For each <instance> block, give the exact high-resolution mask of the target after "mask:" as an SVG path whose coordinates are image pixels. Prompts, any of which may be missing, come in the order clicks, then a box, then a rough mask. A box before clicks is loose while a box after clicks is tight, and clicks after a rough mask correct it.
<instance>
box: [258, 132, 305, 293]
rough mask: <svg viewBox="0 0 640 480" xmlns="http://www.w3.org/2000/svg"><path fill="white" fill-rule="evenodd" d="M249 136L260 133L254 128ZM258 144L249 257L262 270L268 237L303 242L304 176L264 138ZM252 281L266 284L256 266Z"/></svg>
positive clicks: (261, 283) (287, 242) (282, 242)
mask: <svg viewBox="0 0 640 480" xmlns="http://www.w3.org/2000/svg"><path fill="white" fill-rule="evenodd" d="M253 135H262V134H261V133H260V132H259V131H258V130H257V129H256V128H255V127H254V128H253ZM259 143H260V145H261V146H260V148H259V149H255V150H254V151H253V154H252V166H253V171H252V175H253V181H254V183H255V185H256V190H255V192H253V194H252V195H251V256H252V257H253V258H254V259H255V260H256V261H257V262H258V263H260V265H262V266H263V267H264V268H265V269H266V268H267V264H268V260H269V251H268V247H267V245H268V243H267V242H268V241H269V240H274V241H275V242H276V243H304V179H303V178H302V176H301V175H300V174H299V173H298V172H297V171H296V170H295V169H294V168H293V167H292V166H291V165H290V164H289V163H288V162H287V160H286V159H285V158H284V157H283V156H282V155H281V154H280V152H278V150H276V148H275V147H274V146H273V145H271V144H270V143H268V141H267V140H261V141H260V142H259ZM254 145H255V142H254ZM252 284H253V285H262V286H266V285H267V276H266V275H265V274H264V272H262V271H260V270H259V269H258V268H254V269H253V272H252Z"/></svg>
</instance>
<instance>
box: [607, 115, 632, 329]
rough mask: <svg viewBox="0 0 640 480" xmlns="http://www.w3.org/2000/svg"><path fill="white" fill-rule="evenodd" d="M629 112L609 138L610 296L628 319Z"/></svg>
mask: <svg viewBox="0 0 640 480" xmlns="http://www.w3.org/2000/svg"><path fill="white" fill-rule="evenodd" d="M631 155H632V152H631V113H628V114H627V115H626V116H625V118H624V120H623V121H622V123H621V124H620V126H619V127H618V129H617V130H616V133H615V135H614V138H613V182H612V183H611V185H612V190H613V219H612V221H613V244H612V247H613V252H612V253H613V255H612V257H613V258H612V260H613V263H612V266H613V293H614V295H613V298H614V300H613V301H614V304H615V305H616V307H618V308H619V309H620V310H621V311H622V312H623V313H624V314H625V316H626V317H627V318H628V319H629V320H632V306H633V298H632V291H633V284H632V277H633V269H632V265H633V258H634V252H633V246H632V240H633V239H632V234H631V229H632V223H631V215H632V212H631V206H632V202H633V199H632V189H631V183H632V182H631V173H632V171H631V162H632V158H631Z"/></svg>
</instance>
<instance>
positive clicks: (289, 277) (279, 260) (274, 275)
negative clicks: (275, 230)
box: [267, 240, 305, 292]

__________________________________________________

**ABOUT THIS EXERCISE**
Please set down all of the records exactly.

**RESULT OF THIS TASK**
For each <instance> block, give the exact high-resolution mask of the target after "mask:" as an SVG path whose coordinates are image pixels. Prompts, any of which may be missing, come in the order clicks, then a box, then a rough mask. A box before clicks is loose while a box after clicks is tight, and clicks after a rough mask correct it.
<instance>
box: [258, 132, 305, 293]
rough mask: <svg viewBox="0 0 640 480" xmlns="http://www.w3.org/2000/svg"><path fill="white" fill-rule="evenodd" d="M249 136L260 133L254 128ZM258 144L249 257L262 270L268 237L303 242L304 176L264 138ZM252 281L266 284L256 266Z"/></svg>
positive clicks: (261, 283) (287, 242) (282, 242)
mask: <svg viewBox="0 0 640 480" xmlns="http://www.w3.org/2000/svg"><path fill="white" fill-rule="evenodd" d="M253 135H262V134H261V133H260V132H259V131H258V130H257V129H256V128H255V127H254V128H253ZM259 143H260V145H261V146H260V148H259V149H255V150H254V151H253V154H252V166H253V171H252V175H253V181H254V183H255V185H256V190H255V192H253V194H252V195H251V256H252V257H253V258H254V259H255V260H256V261H257V262H258V263H260V265H262V266H263V267H264V268H265V269H266V268H267V264H268V260H269V251H268V247H267V245H268V243H267V242H268V241H269V240H274V241H275V242H276V243H304V179H303V178H302V176H301V175H300V174H299V173H298V172H297V171H296V170H295V169H294V168H293V167H292V166H291V165H290V164H289V163H288V162H287V160H286V159H285V158H284V157H283V156H282V155H281V154H280V152H278V150H276V148H275V147H274V146H273V145H271V144H270V143H268V141H267V140H261V141H260V142H259ZM254 145H255V142H254ZM252 284H253V285H262V286H266V285H267V276H266V275H265V274H264V272H262V271H260V270H259V269H258V268H254V269H253V272H252Z"/></svg>
</instance>
<instance>
box: [607, 115, 632, 329]
rough mask: <svg viewBox="0 0 640 480" xmlns="http://www.w3.org/2000/svg"><path fill="white" fill-rule="evenodd" d="M629 112L609 138L610 296L628 319Z"/></svg>
mask: <svg viewBox="0 0 640 480" xmlns="http://www.w3.org/2000/svg"><path fill="white" fill-rule="evenodd" d="M631 155H632V152H631V113H628V114H627V115H626V116H625V118H624V120H623V121H622V123H621V124H620V126H619V127H618V129H617V130H616V133H615V135H614V138H613V182H612V183H611V185H612V190H613V219H612V221H613V244H612V247H613V252H612V253H613V255H612V257H613V258H612V260H613V263H612V266H613V293H614V295H613V298H614V300H613V301H614V304H615V305H616V307H618V308H619V309H620V310H621V311H622V312H623V313H624V314H625V316H626V317H627V318H628V319H629V320H632V306H633V298H632V291H633V284H632V277H633V269H632V265H633V258H634V252H633V246H632V240H633V239H632V234H631V229H632V223H631V215H632V212H631V206H632V202H633V199H632V189H631V183H632V182H631V173H632V171H631V162H632V158H631Z"/></svg>
</instance>
<instance>
positive clicks: (289, 277) (279, 260) (274, 275)
negative clicks: (275, 230)
box: [267, 240, 305, 292]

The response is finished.